++++ Texto mostrado ++++

E foi legitimada por decisão da Suprema Corte americana e se tornou ciência ocupando cátedras universitárias.

Foi também adotada na Suécia, na Dinamarca e ainda na Alemanha, onde assumiu caráter de política social radical e de cunho racista, movidos pelo pretexto da decadência da “raça nórdica”, provocada pela cruzamento com católicos, judeus e não arianos.

O eugenismo foi assim, uma doutrina de supremacia branca, frente a qual e por seu turno, os Estados Unidos promoveram sua “higiene racial”, mediante a esterilização e o segregacionismo. Na Alemanha, porém, essa política social se agravou durante o governo nazista e a guerra, com a prática da esterilização dos inaptos e a eutanásia em grande escala.

Quanto ao nosso Renato Kehl, porém, o Brasil não passava mesmo de uma gaiola de mestiços e sua nacionalidade só iria embranquecer quando lavada com sabão de coco ariano.

Mas, isso tudo acabou? Ora, para Monteiro Lobato, Renato Kehl não passou de um D. Quixote científico a pregar para uma legião de Panças.

Na verdade, o eugenismo enfrenta problemas éticos. O estado tem o direito de intervir na reprodução do cidadão?  A hereditariedade tem realmente papel importante na inteligência humana, mas ela também tem, por si só diferentes formas de manifestação.

Enfim, o mundo científico tem dado apoio à prática eugenista, mas com a adoção de técnicas modernas, embora, ainda assim, sua adoção se conserva como opinião minoritária.

++++

◆ **Tarefa A**
Transcreva do texto sobre eugenismo o trecho que vai de "Na verdade, o" até "formas de manifestação.", incluindo essas palavras.
◆ **Tarefa B**
No texto sobre eugenismo, de que forma os Estados Unidos promoveram sua "higiene racial"?

++++ Trechos dos dados ++++

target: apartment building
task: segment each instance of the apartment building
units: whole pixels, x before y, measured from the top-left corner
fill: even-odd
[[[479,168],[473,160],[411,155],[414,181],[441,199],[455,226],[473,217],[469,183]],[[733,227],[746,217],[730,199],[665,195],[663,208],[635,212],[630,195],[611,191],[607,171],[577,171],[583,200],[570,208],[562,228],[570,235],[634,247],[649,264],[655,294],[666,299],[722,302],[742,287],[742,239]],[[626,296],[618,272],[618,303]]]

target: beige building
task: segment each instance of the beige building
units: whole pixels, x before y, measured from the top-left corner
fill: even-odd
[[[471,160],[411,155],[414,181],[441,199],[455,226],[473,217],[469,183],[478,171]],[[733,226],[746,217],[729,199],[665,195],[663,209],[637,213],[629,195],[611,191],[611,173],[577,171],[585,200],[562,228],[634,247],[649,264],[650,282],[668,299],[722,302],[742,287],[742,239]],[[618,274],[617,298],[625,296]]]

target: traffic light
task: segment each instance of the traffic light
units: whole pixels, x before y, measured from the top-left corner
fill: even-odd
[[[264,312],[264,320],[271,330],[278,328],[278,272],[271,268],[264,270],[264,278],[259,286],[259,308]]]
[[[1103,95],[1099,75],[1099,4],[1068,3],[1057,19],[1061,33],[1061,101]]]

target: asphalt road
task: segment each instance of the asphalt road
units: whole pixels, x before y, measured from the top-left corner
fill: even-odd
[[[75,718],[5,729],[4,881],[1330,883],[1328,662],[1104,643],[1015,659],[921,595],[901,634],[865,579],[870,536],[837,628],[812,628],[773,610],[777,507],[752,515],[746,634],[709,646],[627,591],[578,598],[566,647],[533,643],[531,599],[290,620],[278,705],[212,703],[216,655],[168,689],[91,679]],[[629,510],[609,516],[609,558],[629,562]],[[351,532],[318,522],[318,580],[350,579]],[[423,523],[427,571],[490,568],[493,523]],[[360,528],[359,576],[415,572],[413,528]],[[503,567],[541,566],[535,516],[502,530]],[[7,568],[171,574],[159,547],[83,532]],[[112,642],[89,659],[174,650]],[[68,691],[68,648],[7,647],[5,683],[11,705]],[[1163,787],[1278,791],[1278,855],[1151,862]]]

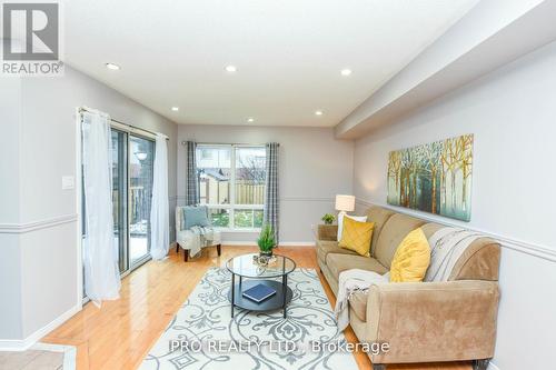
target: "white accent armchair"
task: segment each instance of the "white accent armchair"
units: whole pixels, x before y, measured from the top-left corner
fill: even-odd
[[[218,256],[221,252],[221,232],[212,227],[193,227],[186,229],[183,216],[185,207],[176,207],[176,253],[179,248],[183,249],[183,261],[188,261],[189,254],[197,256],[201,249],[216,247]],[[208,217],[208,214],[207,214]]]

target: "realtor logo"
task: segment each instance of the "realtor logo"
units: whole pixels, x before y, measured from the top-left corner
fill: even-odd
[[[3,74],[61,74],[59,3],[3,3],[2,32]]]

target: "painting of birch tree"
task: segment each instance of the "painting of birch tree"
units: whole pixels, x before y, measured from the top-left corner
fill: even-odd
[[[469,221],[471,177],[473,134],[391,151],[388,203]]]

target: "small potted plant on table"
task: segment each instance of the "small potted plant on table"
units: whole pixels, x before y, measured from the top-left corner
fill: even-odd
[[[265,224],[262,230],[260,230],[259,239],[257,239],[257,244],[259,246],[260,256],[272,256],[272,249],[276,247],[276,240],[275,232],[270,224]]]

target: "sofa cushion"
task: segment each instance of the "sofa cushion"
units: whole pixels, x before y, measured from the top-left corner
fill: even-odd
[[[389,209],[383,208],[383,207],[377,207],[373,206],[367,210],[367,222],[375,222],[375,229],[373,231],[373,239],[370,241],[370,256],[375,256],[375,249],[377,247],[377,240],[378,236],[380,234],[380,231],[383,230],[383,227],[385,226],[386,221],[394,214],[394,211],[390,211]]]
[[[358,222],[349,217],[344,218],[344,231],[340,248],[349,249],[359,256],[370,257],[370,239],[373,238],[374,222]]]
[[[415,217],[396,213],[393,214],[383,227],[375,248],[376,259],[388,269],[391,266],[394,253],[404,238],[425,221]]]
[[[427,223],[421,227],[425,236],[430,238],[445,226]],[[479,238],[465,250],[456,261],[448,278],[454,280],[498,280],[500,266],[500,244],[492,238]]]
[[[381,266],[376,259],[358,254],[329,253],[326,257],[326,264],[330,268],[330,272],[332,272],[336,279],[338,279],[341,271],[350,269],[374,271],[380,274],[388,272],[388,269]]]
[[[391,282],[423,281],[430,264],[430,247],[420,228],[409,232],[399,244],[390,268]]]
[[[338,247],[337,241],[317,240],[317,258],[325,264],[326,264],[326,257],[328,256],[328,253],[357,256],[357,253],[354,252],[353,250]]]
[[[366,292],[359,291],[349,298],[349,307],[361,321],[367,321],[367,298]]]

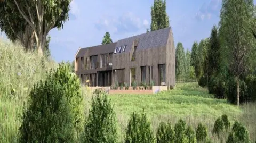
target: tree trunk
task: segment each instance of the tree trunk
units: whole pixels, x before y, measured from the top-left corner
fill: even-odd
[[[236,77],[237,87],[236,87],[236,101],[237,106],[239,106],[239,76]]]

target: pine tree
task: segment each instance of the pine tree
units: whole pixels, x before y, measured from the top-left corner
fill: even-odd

++++

◆ **Resultado A**
Na verdade, o eugenismo enfrenta problemas éticos. O estado tem o direito de intervir na reprodução do cidadão?  A hereditariedade tem realmente papel importante na inteligência humana, mas ela também tem, por si só diferentes formas de manifestação.

◆ **Resultado B**
Por meio da esterilização e do segregacionismo.